▶ _WHAT IS BEING ASKED_
Beginning at the line containing "Would you be willing to put a dot on the tree", output every line to the end of the data below exactly as it appears.

▶ _INFORMATION_

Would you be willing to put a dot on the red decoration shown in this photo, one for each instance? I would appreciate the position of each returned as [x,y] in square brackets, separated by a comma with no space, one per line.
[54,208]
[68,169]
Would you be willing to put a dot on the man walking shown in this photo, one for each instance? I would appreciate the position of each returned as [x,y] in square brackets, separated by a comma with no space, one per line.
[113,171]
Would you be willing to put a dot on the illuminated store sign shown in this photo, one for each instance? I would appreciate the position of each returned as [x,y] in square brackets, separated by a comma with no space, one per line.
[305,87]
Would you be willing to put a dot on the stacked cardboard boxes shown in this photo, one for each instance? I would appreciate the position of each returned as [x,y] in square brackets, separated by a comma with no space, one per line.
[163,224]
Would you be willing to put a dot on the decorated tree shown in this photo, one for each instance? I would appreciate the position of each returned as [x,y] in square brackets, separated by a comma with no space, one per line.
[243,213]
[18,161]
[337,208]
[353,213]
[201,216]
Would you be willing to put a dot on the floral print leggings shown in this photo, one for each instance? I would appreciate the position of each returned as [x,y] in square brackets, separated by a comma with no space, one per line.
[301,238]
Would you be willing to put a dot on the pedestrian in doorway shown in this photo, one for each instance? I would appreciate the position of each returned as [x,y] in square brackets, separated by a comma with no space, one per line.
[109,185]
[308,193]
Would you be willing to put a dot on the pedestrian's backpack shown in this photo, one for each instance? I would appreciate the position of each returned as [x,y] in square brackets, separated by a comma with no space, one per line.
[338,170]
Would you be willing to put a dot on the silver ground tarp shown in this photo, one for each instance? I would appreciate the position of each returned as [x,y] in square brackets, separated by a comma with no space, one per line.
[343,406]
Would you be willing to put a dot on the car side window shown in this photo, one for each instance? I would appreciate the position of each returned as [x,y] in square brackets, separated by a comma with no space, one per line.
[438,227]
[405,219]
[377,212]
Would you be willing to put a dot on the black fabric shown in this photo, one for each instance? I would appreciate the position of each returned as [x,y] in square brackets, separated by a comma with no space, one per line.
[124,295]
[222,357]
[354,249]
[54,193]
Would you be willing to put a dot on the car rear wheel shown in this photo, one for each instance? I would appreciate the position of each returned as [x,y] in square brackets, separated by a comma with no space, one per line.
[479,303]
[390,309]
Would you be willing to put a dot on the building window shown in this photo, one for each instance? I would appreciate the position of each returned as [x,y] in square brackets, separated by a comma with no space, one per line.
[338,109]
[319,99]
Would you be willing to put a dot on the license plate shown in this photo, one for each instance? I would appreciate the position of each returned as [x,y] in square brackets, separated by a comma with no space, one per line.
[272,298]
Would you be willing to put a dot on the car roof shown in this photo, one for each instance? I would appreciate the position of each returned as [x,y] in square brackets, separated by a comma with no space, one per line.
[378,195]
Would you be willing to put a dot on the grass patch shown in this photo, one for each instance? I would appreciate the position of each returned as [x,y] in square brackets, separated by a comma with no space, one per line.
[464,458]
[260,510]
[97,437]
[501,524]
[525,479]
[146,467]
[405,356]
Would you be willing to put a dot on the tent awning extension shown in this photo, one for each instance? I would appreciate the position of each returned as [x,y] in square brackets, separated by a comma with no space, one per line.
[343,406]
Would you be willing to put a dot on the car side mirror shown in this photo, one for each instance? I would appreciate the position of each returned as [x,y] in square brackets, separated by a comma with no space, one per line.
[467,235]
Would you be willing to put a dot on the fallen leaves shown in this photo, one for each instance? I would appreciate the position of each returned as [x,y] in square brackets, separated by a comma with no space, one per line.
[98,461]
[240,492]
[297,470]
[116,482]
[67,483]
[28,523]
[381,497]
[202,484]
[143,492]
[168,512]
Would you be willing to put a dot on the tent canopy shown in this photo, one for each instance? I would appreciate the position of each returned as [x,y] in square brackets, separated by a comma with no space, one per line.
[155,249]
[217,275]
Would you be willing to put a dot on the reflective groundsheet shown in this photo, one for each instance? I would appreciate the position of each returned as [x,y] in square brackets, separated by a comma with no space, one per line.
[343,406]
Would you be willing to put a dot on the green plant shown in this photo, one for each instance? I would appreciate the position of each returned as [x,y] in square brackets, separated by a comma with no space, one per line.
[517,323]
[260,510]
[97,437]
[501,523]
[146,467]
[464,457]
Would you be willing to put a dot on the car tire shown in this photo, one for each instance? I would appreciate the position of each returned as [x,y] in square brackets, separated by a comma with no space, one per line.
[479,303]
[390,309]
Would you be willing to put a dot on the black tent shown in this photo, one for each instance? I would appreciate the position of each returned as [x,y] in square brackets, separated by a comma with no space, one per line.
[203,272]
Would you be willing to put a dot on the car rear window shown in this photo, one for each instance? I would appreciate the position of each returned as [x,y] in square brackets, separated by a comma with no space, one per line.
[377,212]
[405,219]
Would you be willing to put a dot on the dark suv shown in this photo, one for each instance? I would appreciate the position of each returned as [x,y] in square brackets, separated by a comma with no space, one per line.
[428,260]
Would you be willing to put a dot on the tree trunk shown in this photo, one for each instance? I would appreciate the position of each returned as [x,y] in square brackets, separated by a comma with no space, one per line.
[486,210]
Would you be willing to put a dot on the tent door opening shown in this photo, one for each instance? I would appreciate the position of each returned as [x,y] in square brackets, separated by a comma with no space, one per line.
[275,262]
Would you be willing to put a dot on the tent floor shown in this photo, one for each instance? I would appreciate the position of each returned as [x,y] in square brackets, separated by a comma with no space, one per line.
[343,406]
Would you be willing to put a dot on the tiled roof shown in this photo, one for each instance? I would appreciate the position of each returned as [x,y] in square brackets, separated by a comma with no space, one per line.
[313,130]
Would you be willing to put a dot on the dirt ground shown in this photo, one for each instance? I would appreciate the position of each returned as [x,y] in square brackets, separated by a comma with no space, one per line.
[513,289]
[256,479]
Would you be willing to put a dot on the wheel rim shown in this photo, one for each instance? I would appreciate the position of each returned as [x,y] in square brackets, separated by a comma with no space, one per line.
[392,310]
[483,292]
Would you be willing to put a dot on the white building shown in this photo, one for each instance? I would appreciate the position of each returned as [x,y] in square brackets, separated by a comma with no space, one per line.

▶ _TASK RESPONSE_
Would you be willing to put a dot on the tree trunk shown in this photo, one for each instance? I would appreciate the position of each returned as [x,y] in square brackets, separated by a comma with no space, one per line.
[486,210]
Would you be willing to put a dot on the tent door opening shown in this photo, one for each instance? I would appreciate the position of each returned as [x,y] in square brackets, separated by a comma with no space, one per line.
[275,262]
Would you be willing to put a dot on the tent floor shown in this photo, one for each instance? I would appreciate the position of each returned as [x,y] in square brackets, separated by a comma with no space, one per line.
[343,406]
Would you be willing to put a dot on the tiled roof shown in this photo, one for each instance? I would appreciate the position of each returned as [x,y] in square brackets, separated by a comma with no space, one per line.
[313,130]
Would you be willing to put a dot on the dirt ground shown in this photo, one for each instance? I would appreciate the position of each returned as [x,y] in square brackets, separated by a comma with no space, one per line.
[513,289]
[256,479]
Would you be willing to put a dot on the wheel rim shown in this photo, one for each instance? I would appreciate the position of each returned as [x,y] in square brackets, separated by a comma with no space, one per line.
[392,310]
[483,292]
Would you be willing to put a dot on the white building shown in this photo, one for each instance? I would appreciate the position of each returned as [x,y] in square brackets, separated by a comma with no space, one per line.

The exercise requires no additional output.